- [Objective]:
Copy out the entries below word for word, starting at the line with "Spot cap with gold insignia in this frame." and ending at the line with "1264 603 1302 644", both lines included.

- [Task inputs]:
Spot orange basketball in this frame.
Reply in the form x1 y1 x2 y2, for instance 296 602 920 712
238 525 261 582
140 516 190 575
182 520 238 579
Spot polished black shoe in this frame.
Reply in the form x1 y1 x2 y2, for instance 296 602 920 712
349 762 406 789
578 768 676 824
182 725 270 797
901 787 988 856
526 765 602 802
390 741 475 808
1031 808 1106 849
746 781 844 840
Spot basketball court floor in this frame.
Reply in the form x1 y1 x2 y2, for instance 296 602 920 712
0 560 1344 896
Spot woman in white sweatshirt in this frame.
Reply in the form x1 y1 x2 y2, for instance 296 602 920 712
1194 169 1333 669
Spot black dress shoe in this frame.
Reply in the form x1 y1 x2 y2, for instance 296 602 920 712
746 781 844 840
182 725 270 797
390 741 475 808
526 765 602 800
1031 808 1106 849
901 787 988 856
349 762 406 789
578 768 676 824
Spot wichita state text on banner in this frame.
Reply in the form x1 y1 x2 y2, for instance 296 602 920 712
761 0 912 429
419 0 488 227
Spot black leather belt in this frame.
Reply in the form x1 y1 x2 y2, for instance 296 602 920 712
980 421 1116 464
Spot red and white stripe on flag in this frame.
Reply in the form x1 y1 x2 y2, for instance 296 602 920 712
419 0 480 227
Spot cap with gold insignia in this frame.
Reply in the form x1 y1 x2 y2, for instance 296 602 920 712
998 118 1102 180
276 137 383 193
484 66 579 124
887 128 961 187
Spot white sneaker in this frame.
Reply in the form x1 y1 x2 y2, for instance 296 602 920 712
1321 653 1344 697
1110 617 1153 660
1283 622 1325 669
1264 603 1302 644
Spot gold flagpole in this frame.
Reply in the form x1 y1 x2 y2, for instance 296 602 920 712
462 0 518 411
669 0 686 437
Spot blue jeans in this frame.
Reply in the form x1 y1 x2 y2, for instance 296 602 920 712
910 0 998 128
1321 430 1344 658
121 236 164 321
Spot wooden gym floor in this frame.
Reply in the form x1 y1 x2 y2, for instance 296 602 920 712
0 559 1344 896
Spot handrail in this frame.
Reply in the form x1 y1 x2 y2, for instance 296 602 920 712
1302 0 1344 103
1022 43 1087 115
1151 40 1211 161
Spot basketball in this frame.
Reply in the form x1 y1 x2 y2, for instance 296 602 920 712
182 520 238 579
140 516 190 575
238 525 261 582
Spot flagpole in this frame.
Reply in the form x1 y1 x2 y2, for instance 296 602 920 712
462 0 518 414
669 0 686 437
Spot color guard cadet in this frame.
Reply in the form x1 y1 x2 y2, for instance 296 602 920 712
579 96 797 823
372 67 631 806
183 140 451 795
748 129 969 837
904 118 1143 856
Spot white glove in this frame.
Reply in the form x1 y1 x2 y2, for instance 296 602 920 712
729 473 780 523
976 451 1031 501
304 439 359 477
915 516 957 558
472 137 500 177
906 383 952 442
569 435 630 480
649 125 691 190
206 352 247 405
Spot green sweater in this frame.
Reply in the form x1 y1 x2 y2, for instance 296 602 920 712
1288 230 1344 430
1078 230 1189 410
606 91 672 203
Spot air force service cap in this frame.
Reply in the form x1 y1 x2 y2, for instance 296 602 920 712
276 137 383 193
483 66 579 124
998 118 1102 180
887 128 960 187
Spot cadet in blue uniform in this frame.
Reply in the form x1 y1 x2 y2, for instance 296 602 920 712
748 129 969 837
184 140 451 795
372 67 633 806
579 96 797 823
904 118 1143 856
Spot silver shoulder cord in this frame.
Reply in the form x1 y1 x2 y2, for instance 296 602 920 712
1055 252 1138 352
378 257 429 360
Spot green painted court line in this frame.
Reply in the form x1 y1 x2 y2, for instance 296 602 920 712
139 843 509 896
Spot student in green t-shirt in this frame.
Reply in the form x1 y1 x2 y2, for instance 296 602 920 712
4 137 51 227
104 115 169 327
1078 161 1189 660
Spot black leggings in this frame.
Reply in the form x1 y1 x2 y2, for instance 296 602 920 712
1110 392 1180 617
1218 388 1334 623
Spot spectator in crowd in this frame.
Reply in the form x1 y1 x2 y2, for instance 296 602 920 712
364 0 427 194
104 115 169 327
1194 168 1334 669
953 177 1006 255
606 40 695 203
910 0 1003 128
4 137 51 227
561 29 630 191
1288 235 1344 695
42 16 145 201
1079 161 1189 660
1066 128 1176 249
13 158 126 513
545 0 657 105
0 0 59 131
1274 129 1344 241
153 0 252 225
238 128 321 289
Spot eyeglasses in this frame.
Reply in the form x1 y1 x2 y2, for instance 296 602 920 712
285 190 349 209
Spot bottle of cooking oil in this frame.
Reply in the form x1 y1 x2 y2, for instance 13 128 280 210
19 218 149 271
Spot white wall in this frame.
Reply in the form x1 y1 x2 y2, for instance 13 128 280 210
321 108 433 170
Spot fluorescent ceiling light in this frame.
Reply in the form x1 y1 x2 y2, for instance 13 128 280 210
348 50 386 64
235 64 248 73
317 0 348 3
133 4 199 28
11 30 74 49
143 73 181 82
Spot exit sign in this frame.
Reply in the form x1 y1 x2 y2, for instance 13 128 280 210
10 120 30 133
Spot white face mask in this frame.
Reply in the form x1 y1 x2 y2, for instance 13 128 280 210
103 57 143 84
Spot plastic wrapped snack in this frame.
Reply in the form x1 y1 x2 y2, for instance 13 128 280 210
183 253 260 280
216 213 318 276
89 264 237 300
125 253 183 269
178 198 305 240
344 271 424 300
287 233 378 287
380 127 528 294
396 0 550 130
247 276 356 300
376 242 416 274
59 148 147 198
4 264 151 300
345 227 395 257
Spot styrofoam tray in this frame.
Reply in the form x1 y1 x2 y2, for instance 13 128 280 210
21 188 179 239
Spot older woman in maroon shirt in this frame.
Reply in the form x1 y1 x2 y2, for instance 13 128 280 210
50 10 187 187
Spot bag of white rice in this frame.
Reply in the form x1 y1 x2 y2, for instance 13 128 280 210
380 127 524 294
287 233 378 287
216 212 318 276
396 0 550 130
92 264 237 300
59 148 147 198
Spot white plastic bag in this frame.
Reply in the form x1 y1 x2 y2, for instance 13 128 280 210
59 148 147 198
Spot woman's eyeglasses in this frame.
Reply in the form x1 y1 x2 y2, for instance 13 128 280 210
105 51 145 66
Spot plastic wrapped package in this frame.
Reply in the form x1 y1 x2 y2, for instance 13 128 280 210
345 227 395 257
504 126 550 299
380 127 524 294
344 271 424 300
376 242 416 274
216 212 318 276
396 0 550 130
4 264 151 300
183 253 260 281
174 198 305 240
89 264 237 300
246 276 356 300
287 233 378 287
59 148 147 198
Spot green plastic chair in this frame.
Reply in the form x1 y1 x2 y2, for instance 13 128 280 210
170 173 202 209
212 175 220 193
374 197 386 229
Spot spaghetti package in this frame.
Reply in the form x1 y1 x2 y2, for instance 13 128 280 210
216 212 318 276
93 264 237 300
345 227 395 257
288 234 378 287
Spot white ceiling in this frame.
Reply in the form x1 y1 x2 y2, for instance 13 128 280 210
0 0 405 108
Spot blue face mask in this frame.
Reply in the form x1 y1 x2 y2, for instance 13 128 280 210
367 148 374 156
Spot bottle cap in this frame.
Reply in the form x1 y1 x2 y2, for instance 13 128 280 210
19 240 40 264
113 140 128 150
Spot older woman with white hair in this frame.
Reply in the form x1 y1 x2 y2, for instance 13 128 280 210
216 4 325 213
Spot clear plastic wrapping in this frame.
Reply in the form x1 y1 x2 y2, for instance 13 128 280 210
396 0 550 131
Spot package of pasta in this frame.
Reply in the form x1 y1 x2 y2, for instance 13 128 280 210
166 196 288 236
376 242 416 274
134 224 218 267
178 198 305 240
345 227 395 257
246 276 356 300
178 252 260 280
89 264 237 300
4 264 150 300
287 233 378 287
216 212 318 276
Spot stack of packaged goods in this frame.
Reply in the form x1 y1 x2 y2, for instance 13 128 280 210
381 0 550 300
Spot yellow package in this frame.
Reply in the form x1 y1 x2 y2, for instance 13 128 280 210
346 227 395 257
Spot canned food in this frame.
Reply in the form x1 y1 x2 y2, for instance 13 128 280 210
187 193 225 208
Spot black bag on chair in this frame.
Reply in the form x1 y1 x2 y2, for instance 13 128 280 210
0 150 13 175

- [Correct response]:
Spot cap with gold insignia in this frame.
Reply in the form x1 y1 x2 y2, for instance 296 602 920 712
998 118 1102 180
276 137 383 193
484 66 579 124
887 128 961 187
Spot white sneaker in this frame.
Reply in the form x1 y1 x2 y2, for instance 296 602 920 712
1321 653 1344 697
1110 617 1153 660
1283 622 1325 669
1264 603 1302 644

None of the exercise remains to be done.